BEGIN INFORMATION GIVEN

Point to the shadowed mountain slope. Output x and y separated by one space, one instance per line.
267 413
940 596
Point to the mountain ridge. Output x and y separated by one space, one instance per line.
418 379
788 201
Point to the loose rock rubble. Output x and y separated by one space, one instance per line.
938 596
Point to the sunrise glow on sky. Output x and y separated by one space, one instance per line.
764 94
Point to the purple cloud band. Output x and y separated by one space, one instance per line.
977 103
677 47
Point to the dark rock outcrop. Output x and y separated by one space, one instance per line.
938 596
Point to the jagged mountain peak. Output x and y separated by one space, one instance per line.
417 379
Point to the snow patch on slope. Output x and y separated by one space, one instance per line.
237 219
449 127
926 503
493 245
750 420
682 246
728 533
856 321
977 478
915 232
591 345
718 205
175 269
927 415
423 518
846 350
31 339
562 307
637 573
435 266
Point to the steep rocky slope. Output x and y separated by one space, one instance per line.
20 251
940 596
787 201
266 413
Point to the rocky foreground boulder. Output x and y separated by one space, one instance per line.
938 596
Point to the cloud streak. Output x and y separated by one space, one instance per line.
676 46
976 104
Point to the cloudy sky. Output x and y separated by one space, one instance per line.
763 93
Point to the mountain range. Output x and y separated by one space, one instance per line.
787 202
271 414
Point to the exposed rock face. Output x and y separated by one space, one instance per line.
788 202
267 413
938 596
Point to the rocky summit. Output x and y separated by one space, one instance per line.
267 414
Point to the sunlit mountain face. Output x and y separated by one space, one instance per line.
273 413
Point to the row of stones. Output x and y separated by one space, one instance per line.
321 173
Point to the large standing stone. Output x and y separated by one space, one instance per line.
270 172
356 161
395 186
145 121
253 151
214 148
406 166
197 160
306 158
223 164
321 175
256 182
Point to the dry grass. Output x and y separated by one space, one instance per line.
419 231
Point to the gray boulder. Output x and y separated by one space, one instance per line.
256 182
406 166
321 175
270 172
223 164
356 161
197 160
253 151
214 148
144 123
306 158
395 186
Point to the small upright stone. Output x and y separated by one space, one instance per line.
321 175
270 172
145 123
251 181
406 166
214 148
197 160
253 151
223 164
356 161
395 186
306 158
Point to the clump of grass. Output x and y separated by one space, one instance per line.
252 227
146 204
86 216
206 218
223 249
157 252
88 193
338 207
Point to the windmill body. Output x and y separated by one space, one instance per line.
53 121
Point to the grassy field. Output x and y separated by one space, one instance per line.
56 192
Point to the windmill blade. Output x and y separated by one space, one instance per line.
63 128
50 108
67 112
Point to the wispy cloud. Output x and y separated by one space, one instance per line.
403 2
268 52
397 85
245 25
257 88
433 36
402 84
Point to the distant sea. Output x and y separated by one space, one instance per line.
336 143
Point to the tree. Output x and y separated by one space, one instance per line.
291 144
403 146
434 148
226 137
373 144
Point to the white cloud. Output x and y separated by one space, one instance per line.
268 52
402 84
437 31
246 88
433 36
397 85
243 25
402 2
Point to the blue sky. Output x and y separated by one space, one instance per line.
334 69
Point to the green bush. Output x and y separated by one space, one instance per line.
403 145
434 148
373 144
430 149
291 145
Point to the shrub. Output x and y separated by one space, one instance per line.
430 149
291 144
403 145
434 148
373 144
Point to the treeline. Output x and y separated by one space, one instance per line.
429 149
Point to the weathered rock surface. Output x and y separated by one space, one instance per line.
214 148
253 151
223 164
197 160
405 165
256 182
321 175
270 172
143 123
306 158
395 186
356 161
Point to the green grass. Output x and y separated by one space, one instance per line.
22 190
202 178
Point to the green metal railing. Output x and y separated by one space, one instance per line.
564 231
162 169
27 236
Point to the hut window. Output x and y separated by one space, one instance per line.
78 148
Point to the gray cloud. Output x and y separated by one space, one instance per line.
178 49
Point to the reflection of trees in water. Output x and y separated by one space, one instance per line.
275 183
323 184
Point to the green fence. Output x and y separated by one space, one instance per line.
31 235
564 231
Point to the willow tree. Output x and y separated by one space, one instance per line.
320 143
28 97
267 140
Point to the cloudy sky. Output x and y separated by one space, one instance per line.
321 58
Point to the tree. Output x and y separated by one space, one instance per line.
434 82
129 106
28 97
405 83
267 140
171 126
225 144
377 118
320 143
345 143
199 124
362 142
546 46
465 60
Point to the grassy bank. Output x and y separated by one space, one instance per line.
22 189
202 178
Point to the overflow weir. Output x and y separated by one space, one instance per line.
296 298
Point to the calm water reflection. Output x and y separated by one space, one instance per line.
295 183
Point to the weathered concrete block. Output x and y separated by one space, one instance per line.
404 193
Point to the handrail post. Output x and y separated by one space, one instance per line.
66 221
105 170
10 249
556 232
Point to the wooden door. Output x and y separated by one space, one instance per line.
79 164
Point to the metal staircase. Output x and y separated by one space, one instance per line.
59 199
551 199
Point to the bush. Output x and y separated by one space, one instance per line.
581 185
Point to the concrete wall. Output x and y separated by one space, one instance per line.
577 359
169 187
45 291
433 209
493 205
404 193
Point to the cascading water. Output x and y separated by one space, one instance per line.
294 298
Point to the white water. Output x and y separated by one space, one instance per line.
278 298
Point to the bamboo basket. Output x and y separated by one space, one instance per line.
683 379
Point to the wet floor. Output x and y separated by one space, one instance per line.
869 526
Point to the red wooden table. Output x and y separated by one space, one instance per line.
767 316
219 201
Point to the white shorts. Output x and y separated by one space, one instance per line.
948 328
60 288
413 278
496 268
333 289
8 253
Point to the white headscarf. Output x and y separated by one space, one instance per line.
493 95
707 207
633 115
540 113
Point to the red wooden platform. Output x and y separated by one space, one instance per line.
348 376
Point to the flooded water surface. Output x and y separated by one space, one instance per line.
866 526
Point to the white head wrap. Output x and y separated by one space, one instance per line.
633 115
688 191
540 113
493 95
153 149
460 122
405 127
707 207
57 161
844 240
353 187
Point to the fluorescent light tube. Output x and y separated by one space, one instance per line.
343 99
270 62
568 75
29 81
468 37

END INFORMATION GIVEN

→ WHAT TO WORK ON
Please transcribe each entry exactly, keeping every word as it is.

→ RESULT OF THIS TASK
Point to the shadowed mountain slope. Output x and y separated by one space, one instance per line.
267 413
940 596
Point to the mountain ridge. Output x and y separated by one space, one instance per line.
418 379
788 201
Point to the loose rock rubble. Output x and y separated by one space, one instance per line.
938 596
Point to the sunrise glow on sky. Output x and y separated by one space, one instance per line.
764 94
Point to the purple cloud band. Output x and y separated by one space, one instance per line.
977 103
677 47
Point to the dark rock outcrop. Output x and y separated by one space, one instance per line.
938 596
Point to the jagged mountain peak. Output x and y separated by one space, one instance per line.
417 379
Point to the snow patch on slope. Output x and y separated by one space, one instance per line.
237 219
449 127
926 503
493 245
750 420
682 246
728 533
856 321
977 478
915 232
591 345
718 205
175 269
927 415
423 518
846 350
31 339
562 307
637 573
435 266
Point to the steep rocky slope. Output x and y separated by one space, one instance per line.
20 251
940 596
787 201
266 413
Point to the rocky foreground boulder. Output x and y separated by one space, one instance per line.
938 596
Point to the cloud streak. Output x and y separated by one space, one instance per line.
676 46
976 104
Point to the cloudy sky. Output x and y separated by one space, one instance per line.
763 93
Point to the mountain range. Output x and y separated by one space, one instance per line.
787 202
271 414
Point to the exposed rock face. Output x and y separated by one space, one instance per line.
788 202
267 413
938 596
Point to the rocky summit. Output x and y separated by one space, one instance per line.
267 414
Point to the sunlit mountain face. Output x and y separated by one space, one instance per line.
273 413
Point to the row of stones. Output x and y separated by one space, one instance per line.
321 173
Point to the large standing stone. Output x and y separated by one space, one instance per line.
270 172
356 161
395 186
145 121
253 151
214 148
406 166
197 160
306 158
223 164
321 175
256 182
Point to the dry grass. Output x and y separated by one space, one instance per line.
419 231
Point to the gray boulder. Output x and y separated by one space, one instance per line.
256 182
406 166
321 175
270 172
223 164
356 161
197 160
253 151
214 148
144 123
306 158
395 186
Point to the small upright stone. Output x and y separated by one space, one instance per line.
321 175
270 172
145 123
251 181
406 166
214 148
197 160
253 151
223 164
356 161
395 186
306 158
Point to the clump of grass. Output x and y separated by one space, one instance per line.
252 227
146 204
86 216
206 218
223 249
157 252
88 193
338 207
Point to the windmill body. Output x and y separated by one space, one instance per line.
53 121
Point to the grassy field. Output x and y separated by one space, one instance per line.
56 192
Point to the windmill blade. Output x and y separated by one space, one instance per line.
63 128
50 108
67 112
Point to the wispy cloud. Output x and y separated by one space, one instance per line.
403 2
268 52
397 85
245 25
257 88
433 36
402 84
Point to the distant sea. Output x and y separated by one space, one instance per line.
336 143
Point to the tree. Output x and y separated by one space, one instance per line.
291 144
403 146
434 148
226 137
373 144
Point to the white cloud. Output x and y separated by one space, one instance per line.
268 52
402 84
437 31
246 88
433 36
397 85
243 25
402 2
Point to the blue sky. Output x and y separated by one space, one instance per line.
334 69
Point to the green bush. Output x and y separated by one space, one instance per line.
403 145
434 148
373 144
430 149
291 145
Point to the shrub. Output x and y separated by one space, one instance per line.
430 149
291 144
403 145
434 148
373 144
Point to the treeline. Output x and y separated by one space, one instance per line.
429 149
Point to the weathered rock surface. Output x and y separated by one space, one instance per line.
214 148
253 151
223 164
197 160
405 165
256 182
321 175
270 172
143 123
306 158
395 186
356 161
Point to the green grass. Output x and y separated by one space, one instance per line.
22 190
202 178
Point to the green metal railing. Output x and y separated by one space, one instance per line.
564 231
162 169
27 236
Point to the hut window. Output x and y separated by one space, one instance per line.
78 148
Point to the gray cloud. Output x and y separated by one space, one instance per line.
178 49
Point to the reflection of trees in water. Output x and y separated by one space, one instance per line.
275 183
323 184
Point to the green fence. Output x and y separated by one space, one instance per line.
31 235
564 231
Point to the willow tree. Output x and y separated by one space, one instance per line.
320 143
28 97
267 140
Point to the cloudy sky. Output x and y separated by one space, one instance per line.
321 58
Point to the tree. Output x and y separated by one space, one instance per line.
434 82
129 106
28 97
405 83
267 140
171 126
225 144
377 118
320 143
345 143
199 124
362 142
546 46
465 60
Point to the grassy bank. Output x and y separated by one space, one instance per line.
22 189
202 178
Point to the overflow weir. Output x and y separated by one space, one instance per line.
296 298
Point to the calm water reflection. Output x and y separated by one space, one instance per line.
295 183
Point to the weathered concrete block. Output x and y separated by one space, one instance per line.
404 193
Point to the handrail post. Output x and y separated by one space, one instance per line.
66 221
105 170
10 249
556 232
Point to the wooden door. Output x and y separated by one space, one instance per line.
79 164
Point to the metal staircase. Output x and y separated by one space, one instance per line.
59 199
551 199
Point to the bush. Output x and y separated by one space, one instance per line.
581 185
Point to the concrete wall. Output x and y separated by one space, one instance per line.
577 359
169 187
45 291
433 209
493 205
404 193
Point to the cascading water. Output x and y separated by one space, one instance per line.
294 298
Point to the white water. Output x and y separated by one space, one instance per line.
278 298
Point to the bamboo basket. Output x and y separated by one space, one instance per line.
683 379
Point to the wet floor. Output x and y separated by one space, one instance per line.
869 526
Point to the red wooden table. Output x and y separated by one space, one instance per line.
767 316
219 201
Point to the white shorts. Output x and y separated by one space, one instance per line.
948 328
60 288
413 278
496 268
333 289
8 253
Point to the white headscarf. Output x and y separated by one space, one instance per line.
493 95
707 207
633 115
540 113
Point to the red wooden platform. Output x and y separated by one space, one instance per line.
348 376
Point to the flooded water surface. Output x and y separated by one space, one instance per line.
866 526
Point to the white head wrap. Output x and y separated by one space, one instance per line.
633 115
688 191
540 113
493 95
153 149
460 122
405 127
707 207
57 161
844 240
353 187
Point to the fluorescent light tube. Output x and y separated by one space, one instance per line.
343 99
270 62
568 75
29 81
468 37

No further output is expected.